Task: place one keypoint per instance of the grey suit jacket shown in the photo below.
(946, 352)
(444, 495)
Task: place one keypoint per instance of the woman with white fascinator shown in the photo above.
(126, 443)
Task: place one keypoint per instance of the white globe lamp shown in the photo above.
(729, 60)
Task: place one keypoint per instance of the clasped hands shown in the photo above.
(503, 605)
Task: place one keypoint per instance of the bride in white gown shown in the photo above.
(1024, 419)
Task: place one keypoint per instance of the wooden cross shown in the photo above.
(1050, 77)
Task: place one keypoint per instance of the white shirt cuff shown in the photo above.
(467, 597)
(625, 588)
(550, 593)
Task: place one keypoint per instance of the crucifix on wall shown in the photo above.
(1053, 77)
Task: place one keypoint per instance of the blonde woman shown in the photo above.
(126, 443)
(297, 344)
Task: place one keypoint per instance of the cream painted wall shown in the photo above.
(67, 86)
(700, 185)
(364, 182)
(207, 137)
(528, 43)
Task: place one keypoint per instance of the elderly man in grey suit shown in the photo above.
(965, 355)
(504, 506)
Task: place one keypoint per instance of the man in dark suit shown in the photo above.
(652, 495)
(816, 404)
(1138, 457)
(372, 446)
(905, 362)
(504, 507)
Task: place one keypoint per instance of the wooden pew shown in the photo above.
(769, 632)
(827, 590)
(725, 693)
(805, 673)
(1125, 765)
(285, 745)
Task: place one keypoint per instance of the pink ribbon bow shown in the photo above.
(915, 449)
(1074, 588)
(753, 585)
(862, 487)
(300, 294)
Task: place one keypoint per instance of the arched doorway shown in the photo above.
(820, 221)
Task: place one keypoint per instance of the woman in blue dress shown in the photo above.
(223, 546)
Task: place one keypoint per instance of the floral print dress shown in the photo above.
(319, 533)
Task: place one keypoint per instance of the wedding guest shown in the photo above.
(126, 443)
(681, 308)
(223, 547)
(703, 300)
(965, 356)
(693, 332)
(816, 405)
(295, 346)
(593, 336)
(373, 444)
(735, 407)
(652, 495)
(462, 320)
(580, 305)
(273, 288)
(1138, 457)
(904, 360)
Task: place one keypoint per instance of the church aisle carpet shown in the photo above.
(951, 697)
---
> [PROMPT]:
Rewrite the stretch of entries from the line containing "Task: place one keypoint per instance of the woman in" through the end of the entries, including every task line, and shift each keypoint coordinate by adding 100 to both its x and y values.

> [PROBLEM SOLUTION]:
Task: place one keypoint per instance of the woman in blue dress shown in the photo above.
(323, 646)
Task: place one keypoint per instance of the floral print dress shown in the photo above.
(419, 633)
Task: place one keypoint per instance of the wedding guest shown in the photo above.
(226, 543)
(781, 408)
(323, 647)
(803, 400)
(1065, 456)
(793, 432)
(916, 505)
(395, 446)
(693, 436)
(473, 544)
(835, 507)
(752, 595)
(562, 420)
(680, 405)
(373, 388)
(1238, 557)
(1004, 460)
Task: place one keypoint per instance of the church aisle carpet shown in the photo above.
(1051, 797)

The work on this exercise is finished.